* [Text]:
= = =
Plaintiff’s excerpted testimony
falls within the definition of hearsay because it contains out of court
statements made by a declarant, offered to prove the truth of the matter
stated: that said declarant, an alleged employee of Distribution Int’l created
a dangerous condition by telling Plaintiff to stand at an active loading
dock. Because the subject statements
fall within the definition of hearsay, and no hearsay exceptions apply, the
Court finds they are hearsay and thus are inadmissible. Therefore, as to Distribution Int’l
evidentiary objections to Opposing Defendants’ evidence in opposition to Motion
for Summary Judgment or in the alternative Summary Adjudication, the Court
rules as follows:
1.
Sustained.
2.
Sustained.
DISCUSSION
The elements of a cause of action for negligence are: (1) a duty on
the part of defendant toward plaintiff; (2) defendant’s breach of that duty;
and (3) harm to the plaintiff caused by that breach. (Kesner v. Superior
Court (2016) 1 Cal.5th 1132, 1142.) The elements of a cause of action for
premises liability are the same as those for negligence: duty, breach,
causation, and damages. (McIntyre v.
The Colonies-Pacific, LLC (2014) 228 Cal.App.4th 664, 671.)
To prevail on a claim for
premises liability, Plaintiff must prove: (1) defendant owned or controlled the
subject property; (2) defendant was negligent in the use or maintenance of the
property; (3) plaintiff was harmed; and (4) defendant’s negligence was a
substantial factor in causing plaintiff’s harm.
(See Rowland v. Christian (1968) 69 Cal.2d 108.) Liability in a premises liability action
is based not on responsibility for the conduct of others, but on the failure of
the landowner or occupier to act reasonably under the circumstances when he or
she has reason to anticipate the probability of injury and has an opportunity
to prevent the injury or warn of the peril
(Cody F. v. Falleti (2001) 92 Cal.App.4th 1232, 1242.)
= = =
* [Outline annotation records]:
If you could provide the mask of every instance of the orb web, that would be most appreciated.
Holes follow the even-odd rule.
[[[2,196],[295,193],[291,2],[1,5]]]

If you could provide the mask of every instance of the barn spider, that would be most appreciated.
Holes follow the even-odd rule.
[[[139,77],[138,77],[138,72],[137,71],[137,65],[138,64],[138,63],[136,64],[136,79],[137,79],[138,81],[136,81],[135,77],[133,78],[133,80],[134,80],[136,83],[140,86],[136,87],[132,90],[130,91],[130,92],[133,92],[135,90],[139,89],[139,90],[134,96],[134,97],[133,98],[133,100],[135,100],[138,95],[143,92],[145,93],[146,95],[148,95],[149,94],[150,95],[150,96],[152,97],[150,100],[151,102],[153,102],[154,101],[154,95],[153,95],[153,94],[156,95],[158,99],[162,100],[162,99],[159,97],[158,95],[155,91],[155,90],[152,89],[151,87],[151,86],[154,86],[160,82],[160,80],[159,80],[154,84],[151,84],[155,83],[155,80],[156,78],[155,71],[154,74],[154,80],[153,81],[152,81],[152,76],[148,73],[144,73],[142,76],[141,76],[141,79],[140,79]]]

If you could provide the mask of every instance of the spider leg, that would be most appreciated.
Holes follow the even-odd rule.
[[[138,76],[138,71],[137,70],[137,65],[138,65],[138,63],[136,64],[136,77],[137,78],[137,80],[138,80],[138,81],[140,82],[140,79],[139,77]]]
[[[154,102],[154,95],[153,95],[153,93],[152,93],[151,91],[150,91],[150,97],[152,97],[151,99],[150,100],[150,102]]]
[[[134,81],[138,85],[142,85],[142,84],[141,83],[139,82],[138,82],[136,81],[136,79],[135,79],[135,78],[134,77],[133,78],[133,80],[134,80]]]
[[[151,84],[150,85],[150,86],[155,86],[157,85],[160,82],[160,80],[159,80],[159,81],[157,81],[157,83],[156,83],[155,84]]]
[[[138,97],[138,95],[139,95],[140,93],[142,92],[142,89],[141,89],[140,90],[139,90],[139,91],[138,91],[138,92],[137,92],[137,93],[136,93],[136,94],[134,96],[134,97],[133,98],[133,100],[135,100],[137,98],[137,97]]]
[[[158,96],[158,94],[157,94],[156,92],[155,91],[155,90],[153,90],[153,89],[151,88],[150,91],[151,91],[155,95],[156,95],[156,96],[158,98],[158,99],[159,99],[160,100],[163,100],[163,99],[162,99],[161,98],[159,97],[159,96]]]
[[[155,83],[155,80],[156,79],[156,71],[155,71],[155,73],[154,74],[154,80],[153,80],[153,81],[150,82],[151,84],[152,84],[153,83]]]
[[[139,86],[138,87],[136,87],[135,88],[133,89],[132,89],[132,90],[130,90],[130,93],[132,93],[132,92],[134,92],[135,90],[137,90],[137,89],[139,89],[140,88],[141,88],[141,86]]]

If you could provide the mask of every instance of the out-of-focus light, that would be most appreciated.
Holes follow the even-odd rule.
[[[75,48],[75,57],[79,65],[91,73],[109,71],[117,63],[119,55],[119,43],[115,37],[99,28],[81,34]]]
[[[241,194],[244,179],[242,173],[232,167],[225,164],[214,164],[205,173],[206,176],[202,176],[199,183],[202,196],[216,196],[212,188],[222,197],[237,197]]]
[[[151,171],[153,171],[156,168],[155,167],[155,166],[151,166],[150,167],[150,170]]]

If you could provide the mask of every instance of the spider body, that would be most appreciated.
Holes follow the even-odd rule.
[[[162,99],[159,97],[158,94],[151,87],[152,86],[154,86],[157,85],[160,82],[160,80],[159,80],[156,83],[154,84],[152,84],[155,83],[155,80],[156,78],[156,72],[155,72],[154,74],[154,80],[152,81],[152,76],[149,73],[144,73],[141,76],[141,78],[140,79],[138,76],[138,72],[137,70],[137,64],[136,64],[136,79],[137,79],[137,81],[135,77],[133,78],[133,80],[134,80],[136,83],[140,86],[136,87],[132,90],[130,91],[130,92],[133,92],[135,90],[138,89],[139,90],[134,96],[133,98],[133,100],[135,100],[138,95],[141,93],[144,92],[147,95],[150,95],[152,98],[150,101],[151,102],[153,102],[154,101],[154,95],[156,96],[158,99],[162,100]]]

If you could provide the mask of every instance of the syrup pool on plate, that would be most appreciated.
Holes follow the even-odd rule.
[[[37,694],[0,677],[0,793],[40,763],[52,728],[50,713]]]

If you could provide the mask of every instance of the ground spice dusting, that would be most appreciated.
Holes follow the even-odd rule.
= = =
* [Directions for this task]:
Answer these questions using the court ruling, numbering each answer to match.
1. According to the ruling, what did the declarant allegedly tell Plaintiff to do?
2. Which case does the ruling cite for the elements of a cause of action for negligence?
3. Which case does the ruling cite after stating that premises liability rests on the landowner or occupier's failure to act reasonably?

* [Worked answer]:
1. To stand at an active loading dock.
2. Kesner v. Superior Court (2016) 1 Cal.5th 1132, 1142.
3. Cody F. v. Falleti (2001) 92 Cal.App.4th 1232, 1242.